_EXERCISE_
Please swap "comma-separated" for "comma-delimited" throughout the material below and give every line back with nothing else changed.

==========

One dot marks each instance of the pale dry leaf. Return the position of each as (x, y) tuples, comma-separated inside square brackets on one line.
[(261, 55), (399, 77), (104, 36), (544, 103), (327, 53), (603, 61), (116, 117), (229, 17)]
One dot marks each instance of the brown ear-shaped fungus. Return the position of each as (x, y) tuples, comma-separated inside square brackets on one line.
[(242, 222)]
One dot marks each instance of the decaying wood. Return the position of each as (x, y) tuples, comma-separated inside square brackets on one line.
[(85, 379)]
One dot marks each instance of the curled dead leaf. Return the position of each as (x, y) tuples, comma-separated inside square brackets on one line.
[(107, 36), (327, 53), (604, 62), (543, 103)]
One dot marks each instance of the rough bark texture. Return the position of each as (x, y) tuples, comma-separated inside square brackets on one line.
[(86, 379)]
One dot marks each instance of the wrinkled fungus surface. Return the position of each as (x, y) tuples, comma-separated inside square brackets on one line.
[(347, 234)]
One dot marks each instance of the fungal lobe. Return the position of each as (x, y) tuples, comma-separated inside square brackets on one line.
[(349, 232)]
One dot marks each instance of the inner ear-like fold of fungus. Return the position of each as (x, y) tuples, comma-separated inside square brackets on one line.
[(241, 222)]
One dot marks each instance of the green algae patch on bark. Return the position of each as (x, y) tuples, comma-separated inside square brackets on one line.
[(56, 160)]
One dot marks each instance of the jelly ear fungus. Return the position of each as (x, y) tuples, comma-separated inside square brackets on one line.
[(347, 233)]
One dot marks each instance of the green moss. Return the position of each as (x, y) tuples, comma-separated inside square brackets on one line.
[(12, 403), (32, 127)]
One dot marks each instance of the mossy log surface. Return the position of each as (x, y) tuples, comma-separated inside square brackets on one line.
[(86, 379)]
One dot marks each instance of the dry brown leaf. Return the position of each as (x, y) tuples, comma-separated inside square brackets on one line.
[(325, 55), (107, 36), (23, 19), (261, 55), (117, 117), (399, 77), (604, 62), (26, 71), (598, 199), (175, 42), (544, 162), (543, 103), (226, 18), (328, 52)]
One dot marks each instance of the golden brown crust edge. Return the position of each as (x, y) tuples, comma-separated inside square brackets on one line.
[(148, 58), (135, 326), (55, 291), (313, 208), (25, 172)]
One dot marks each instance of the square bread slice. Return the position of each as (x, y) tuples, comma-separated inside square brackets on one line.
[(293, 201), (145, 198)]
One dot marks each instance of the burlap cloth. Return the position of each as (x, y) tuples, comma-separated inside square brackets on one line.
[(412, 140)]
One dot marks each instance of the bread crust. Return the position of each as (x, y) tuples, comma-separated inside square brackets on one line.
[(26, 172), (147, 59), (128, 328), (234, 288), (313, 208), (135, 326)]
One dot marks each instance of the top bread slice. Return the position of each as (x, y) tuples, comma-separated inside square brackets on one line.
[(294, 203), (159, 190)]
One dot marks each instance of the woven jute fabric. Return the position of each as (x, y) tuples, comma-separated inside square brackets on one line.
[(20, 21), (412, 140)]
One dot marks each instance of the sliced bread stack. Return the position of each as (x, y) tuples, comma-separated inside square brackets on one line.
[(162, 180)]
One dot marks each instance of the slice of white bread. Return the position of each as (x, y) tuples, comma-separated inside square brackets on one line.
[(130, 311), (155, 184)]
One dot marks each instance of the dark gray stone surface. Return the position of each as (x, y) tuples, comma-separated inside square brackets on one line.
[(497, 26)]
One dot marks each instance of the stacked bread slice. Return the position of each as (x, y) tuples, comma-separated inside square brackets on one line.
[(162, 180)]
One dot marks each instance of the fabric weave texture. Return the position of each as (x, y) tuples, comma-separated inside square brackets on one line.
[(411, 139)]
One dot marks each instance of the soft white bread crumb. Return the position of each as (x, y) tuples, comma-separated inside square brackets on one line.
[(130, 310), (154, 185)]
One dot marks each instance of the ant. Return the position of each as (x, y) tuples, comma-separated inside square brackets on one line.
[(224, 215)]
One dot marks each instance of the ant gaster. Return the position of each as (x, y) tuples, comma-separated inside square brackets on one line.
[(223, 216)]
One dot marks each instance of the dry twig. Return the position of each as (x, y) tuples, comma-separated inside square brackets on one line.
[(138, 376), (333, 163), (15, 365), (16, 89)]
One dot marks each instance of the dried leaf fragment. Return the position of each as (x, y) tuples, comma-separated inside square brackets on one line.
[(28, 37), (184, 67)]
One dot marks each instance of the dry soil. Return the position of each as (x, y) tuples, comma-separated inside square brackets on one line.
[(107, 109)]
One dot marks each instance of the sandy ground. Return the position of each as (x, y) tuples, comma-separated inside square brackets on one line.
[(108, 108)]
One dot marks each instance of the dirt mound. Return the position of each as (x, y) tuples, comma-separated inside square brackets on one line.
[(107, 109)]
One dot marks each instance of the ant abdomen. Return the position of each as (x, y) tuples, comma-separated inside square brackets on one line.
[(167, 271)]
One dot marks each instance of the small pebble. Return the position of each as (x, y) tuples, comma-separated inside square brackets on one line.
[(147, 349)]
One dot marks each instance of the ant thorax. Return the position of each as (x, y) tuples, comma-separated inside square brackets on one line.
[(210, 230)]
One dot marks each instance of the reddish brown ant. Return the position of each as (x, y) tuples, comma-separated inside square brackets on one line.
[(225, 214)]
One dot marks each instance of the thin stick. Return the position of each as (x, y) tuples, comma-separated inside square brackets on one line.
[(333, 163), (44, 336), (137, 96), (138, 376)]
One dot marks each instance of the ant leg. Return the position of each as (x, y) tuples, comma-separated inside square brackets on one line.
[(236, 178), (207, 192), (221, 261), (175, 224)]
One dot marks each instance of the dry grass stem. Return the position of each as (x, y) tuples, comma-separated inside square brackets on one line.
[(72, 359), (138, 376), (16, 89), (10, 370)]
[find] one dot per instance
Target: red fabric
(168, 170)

==========

_COMPLETED EXERCISE_
One dot marks each instance of the pale dry leaf. Return the position of each as (x, y) tuples, comma-delimited inside square brackets on one line.
[(261, 55), (399, 77), (104, 36), (544, 103), (327, 53), (603, 61), (116, 117), (229, 17)]
One dot marks each instance of the brown ear-shaped fungus. Return the position of each as (x, y) tuples, comma-delimited inside square brackets on one line.
[(242, 222)]
One dot marks each instance of the decaying wood. Return the position of each as (x, y) tuples, comma-delimited inside square brackets on one line.
[(85, 379)]
One dot marks each instance of the curled dead leaf. Return the position of each as (x, y) tuples, comma-delimited inside square brackets on one line.
[(107, 36), (327, 53), (604, 62), (543, 103)]
One dot marks each instance of the rough bark texture. Return the position of each as (x, y) tuples, comma-delimited inside square brackets on one line.
[(86, 379)]
One dot marks each instance of the wrinkled fungus surface. Return the position of each as (x, y) tuples, comma-delimited inside square brackets on one line.
[(347, 234)]
One dot marks each instance of the fungal lobe. Return the position of each as (x, y) tuples, comma-delimited inside square brackets on one line.
[(349, 232)]
One dot marks each instance of the inner ear-like fold of fungus. Return the position of each as (x, y) tuples, comma-delimited inside square brackets on one line.
[(241, 222)]
One dot marks each instance of the green algae patch on bark. Return the position of each as (x, y) tuples, comma-delimited inside square brackets on one line.
[(56, 160)]
One dot marks each instance of the jelly ear fungus. Return the position of each as (x, y) tuples, comma-delimited inside square brackets on one line.
[(347, 233)]
One dot marks each instance of the green moss. Return the position of each as (x, y) tuples, comma-delimited inside square brackets on one line.
[(12, 403), (32, 127)]
One dot marks each instance of the mossy log surface. Return the position of each as (x, y) tuples, comma-delimited inside square brackets on one line.
[(86, 379)]
One dot marks each instance of the dry brown leaf. Return the position of each as (x, y) tuples, comma-delimited inside square brackets on one line.
[(325, 55), (107, 36), (23, 19), (261, 55), (117, 117), (399, 77), (604, 62), (26, 71), (598, 199), (175, 42), (544, 162), (543, 103), (226, 18), (328, 52)]
One dot marks each instance of the golden brown crust edge. Return the position of each as (x, y) tuples, comma-delimited inside square brackets on one line.
[(148, 58), (135, 326), (55, 291), (313, 208), (25, 172)]
One dot marks each instance of the square bread slice. Return the position of each as (x, y) tuples, comma-delimited inside square brackets on one line.
[(293, 201), (145, 198)]
One dot marks each instance of the burlap cloth. Return the position of each as (x, y) tuples, comma-delimited inside square brackets on one line.
[(412, 140)]
One dot marks each instance of the bread crust. Return the position of each as (x, y) tuples, comma-delimited inside square brackets on one line.
[(26, 172), (147, 59), (128, 328), (234, 288), (313, 208), (135, 326)]
One dot marks each instance of the top bread slice. Return the position of each as (x, y) tuples, comma-delimited inside square brackets on one line.
[(294, 203), (159, 190)]
One dot marks each instance of the woven jute fabric. Return the position of each as (x, y) tuples, comma-delimited inside square brackets on one line.
[(20, 21), (412, 140)]
One dot marks each instance of the sliced bread stack. Return the position of each as (x, y) tuples, comma-delimited inside square brackets on one line.
[(162, 180)]
One dot marks each instance of the slice of white bread. Return the position of each as (x, y) tuples, comma-delimited inside square brackets on one line.
[(130, 311), (155, 184)]
One dot marks each instance of the dark gray stone surface. Return the position of each as (x, y) tuples, comma-delimited inside square brackets on one line.
[(497, 26)]
One dot marks each instance of the stacked bread slice. Return the position of each as (x, y) tuples, comma-delimited inside square brackets on one line.
[(162, 180)]
One dot marks each instance of the fabric weave texture. Return the position of each as (x, y) tuples, comma-delimited inside square brackets on one line.
[(411, 139)]
One dot marks each instance of the soft white bread crumb. Return the position of each as (x, y) tuples, comma-delimited inside square brackets on one line.
[(130, 310), (154, 185)]
One dot marks each instance of the ant. Return the position of each as (x, y) tuples, comma-delimited inside square brackets on one line.
[(224, 215)]
One dot marks each instance of the ant gaster. Return the position of each as (x, y) tuples, comma-delimited inside square brackets on one line.
[(223, 216)]
One dot marks each instance of the dry twig. Return the position of each as (x, y) tuples, comma-delimited inside square brackets on one line.
[(138, 376), (333, 163), (15, 365), (16, 89)]
One dot marks each instance of the dried leaf fragment. Return the position of each as (x, y) tuples, comma-delimited inside square brackets on one line.
[(28, 37), (184, 67)]
One dot marks each instance of the dry soil. Return the position of each as (x, y) tuples, comma-delimited inside square brackets on one line.
[(107, 109)]
One dot marks each instance of the sandy ground. Return the position of each as (x, y) tuples, comma-delimited inside square brackets on one line.
[(108, 108)]
One dot marks each instance of the dirt mound. Return the position of each as (x, y) tuples, comma-delimited inside square brackets on one line.
[(107, 109)]
One dot marks each instance of the ant abdomen. Return the position of each as (x, y) tuples, comma-delimited inside square brackets on one line.
[(167, 271)]
One dot marks each instance of the small pebble. Return the position of each as (x, y) tuples, comma-delimited inside square brackets on one line.
[(147, 349)]
One dot marks each instance of the ant thorax. Return the position of each as (x, y) tuples, comma-delimited inside square brackets on one line.
[(210, 230)]
One dot marks each instance of the reddish brown ant. Return the position of each as (x, y) tuples, comma-delimited inside square brackets on one line.
[(225, 214)]
One dot marks each instance of the thin stick. Return the position of each as (x, y) tuples, comma-delimited inside square brackets on one line.
[(333, 163), (44, 336), (137, 96), (138, 376)]
One dot marks each instance of the ant leg. Return the position of each as (x, y) tuples, comma-delimited inside square brackets on one line.
[(236, 178), (207, 192), (221, 261), (175, 224)]
One dot marks each instance of the dry grass stem. Return the position of each as (x, y) tuples, comma-delimited inside square brackets on one line.
[(72, 359), (138, 376), (16, 89), (10, 370)]
[find] one dot per instance
Target: red fabric
(168, 170)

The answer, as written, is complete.